◆ Work required
How many lines in the listing below contain the word "blue"? Reply with the number alone.

◆ Input
(begin)

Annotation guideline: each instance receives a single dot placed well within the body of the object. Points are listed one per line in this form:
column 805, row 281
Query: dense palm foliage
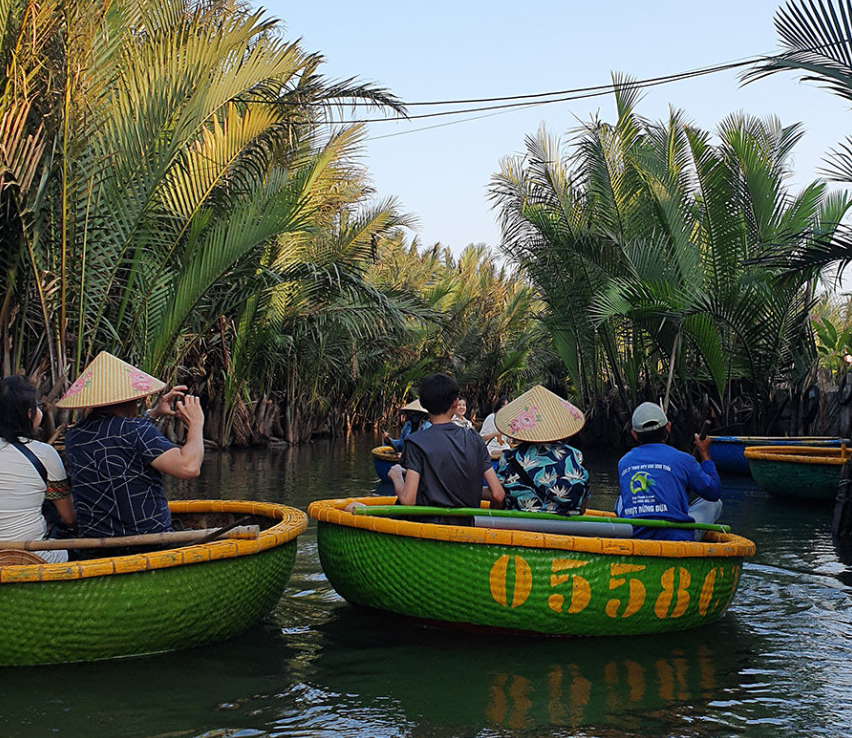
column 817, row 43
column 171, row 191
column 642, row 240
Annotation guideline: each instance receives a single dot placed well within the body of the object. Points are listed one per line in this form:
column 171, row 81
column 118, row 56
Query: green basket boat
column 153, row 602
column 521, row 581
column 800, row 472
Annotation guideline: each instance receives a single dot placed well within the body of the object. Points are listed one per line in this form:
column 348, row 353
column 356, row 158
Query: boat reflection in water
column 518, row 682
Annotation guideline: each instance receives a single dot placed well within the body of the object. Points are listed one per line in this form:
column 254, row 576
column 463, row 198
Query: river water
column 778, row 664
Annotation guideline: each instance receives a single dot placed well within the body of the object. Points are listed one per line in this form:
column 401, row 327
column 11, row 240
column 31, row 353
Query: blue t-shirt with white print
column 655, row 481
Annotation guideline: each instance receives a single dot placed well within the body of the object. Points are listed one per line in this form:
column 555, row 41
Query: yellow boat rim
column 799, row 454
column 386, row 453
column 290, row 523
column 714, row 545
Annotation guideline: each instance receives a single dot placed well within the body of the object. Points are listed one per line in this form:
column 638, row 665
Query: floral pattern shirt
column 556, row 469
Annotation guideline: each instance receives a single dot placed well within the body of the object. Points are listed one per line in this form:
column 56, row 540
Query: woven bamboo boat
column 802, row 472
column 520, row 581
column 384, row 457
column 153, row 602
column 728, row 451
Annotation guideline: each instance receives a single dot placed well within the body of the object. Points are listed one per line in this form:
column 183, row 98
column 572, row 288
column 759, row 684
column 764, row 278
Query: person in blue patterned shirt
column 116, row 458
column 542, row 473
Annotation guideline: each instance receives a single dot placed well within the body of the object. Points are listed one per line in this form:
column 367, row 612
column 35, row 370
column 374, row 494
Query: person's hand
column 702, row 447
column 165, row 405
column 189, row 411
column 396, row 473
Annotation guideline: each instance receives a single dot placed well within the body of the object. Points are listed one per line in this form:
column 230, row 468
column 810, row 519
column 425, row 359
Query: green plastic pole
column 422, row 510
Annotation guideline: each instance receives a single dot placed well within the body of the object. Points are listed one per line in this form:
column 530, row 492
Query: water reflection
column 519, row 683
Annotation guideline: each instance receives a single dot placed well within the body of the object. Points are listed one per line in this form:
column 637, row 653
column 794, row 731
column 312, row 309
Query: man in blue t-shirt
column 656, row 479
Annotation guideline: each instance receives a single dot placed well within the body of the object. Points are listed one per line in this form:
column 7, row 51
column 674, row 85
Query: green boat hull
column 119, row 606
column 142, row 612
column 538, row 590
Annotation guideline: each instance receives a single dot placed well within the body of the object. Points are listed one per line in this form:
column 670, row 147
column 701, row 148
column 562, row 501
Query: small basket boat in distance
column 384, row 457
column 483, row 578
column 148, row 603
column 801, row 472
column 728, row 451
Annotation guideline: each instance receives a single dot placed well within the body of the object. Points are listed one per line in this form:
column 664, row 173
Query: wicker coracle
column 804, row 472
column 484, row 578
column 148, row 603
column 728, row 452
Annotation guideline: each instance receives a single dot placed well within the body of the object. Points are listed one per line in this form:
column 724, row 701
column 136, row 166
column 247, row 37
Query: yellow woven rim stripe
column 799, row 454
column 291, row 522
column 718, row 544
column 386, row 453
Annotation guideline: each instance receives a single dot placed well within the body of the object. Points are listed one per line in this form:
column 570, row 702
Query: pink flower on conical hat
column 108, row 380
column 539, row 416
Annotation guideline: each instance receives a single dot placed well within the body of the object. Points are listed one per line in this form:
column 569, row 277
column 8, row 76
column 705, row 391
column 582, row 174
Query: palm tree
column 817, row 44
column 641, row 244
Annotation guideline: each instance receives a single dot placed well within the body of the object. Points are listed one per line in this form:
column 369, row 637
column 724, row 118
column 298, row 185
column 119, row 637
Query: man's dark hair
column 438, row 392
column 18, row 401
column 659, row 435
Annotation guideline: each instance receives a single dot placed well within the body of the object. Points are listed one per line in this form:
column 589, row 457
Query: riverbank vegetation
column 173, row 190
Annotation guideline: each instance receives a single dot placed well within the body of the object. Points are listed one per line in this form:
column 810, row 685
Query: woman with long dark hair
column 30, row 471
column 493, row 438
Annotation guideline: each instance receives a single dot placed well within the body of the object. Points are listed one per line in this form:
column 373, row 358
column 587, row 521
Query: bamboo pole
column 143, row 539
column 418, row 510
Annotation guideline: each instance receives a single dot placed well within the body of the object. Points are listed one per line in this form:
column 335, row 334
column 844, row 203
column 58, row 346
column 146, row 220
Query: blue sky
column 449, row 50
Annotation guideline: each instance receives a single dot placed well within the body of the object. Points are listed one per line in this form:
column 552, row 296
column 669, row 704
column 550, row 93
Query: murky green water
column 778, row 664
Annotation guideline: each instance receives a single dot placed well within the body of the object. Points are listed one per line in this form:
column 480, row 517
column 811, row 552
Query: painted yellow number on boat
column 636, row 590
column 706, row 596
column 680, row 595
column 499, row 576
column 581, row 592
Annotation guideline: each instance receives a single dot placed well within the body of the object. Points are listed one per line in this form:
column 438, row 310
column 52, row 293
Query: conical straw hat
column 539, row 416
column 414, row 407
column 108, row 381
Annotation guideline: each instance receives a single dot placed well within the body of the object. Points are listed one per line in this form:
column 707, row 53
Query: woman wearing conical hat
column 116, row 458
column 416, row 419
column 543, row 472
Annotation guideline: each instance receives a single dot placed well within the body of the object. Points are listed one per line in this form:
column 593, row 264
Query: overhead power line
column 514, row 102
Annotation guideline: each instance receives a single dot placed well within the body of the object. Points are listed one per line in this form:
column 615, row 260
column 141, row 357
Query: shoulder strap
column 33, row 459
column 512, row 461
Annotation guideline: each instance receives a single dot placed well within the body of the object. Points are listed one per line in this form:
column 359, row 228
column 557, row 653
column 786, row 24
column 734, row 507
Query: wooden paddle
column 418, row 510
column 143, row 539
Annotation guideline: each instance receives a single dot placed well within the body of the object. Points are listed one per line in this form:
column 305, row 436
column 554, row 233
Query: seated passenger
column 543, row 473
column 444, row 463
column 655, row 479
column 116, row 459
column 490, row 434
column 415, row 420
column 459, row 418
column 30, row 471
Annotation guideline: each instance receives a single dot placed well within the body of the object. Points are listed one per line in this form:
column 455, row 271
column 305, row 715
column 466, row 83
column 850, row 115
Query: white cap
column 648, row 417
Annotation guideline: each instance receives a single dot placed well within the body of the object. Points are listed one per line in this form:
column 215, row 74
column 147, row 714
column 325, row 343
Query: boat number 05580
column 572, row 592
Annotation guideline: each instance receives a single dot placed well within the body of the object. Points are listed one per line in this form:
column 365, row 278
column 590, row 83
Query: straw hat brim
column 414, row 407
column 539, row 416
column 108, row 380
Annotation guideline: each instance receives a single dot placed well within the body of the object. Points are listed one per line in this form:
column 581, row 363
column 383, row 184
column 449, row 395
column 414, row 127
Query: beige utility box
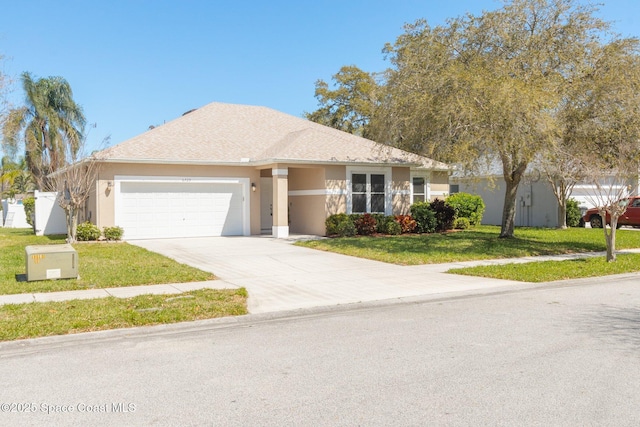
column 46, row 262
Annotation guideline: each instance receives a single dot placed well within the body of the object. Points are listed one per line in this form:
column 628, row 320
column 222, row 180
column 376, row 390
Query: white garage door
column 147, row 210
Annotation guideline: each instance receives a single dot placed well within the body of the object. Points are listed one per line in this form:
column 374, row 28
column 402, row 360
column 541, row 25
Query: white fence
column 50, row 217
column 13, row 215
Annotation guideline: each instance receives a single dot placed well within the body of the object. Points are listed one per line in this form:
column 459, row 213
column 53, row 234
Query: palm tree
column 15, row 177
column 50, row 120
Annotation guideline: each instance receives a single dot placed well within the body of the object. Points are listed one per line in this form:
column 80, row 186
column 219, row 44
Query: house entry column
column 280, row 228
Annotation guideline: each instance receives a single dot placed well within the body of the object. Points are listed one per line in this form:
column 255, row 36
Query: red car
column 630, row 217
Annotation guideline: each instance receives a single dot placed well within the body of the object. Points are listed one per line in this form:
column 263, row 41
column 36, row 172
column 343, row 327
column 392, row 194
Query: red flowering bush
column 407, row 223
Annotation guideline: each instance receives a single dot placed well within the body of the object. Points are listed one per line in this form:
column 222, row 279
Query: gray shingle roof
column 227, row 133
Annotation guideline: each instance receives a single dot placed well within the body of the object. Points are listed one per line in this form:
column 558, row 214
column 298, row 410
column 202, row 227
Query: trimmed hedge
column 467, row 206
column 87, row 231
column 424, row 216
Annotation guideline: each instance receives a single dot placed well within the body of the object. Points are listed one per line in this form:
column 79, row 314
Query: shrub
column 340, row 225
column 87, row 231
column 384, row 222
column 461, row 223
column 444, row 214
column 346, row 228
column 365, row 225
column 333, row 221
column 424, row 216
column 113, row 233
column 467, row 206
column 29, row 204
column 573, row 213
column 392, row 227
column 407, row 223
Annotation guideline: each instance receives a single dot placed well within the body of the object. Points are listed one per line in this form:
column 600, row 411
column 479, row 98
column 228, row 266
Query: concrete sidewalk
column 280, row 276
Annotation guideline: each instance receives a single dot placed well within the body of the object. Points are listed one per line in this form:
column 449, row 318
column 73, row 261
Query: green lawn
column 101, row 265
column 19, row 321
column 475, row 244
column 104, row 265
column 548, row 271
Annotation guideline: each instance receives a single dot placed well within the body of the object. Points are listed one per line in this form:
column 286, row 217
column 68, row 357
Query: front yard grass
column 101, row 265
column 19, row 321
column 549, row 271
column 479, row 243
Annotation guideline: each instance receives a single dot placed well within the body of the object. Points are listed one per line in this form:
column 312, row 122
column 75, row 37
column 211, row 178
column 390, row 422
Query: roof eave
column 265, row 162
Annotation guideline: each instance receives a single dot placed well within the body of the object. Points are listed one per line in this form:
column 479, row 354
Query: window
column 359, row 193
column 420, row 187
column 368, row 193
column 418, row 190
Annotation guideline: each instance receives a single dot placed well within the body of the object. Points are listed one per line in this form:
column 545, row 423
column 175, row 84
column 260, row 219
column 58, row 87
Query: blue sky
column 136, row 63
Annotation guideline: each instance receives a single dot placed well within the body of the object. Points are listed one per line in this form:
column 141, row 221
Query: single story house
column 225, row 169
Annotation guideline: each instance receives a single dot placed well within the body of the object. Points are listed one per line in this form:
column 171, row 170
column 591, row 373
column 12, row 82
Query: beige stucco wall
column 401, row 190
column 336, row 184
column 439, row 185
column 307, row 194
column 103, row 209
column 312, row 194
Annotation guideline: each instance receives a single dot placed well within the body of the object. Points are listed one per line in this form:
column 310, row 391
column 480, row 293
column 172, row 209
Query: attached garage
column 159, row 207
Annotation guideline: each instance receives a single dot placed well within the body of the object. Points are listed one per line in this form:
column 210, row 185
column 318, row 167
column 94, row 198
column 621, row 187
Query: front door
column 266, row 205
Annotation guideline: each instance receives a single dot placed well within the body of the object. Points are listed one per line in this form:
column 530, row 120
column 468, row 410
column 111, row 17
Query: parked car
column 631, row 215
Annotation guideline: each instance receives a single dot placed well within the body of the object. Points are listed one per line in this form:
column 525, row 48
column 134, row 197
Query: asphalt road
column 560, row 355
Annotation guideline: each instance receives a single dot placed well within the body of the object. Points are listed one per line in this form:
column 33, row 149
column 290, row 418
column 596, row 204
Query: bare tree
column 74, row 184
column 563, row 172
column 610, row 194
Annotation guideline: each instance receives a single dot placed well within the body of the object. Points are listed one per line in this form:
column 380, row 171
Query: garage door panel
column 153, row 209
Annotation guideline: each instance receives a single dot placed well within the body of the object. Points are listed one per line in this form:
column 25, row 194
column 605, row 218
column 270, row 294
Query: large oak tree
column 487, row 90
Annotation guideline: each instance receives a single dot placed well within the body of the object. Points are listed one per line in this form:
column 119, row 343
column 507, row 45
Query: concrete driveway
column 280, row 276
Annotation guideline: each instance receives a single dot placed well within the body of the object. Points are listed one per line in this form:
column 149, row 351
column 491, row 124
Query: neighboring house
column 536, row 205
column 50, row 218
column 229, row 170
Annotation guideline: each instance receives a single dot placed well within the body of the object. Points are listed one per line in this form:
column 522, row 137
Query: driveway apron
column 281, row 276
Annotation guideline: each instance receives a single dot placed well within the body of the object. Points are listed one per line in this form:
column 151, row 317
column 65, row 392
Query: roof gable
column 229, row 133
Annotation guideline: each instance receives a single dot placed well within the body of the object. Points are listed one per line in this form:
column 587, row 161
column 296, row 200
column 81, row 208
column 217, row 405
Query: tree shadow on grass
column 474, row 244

(end)

◆ The result
5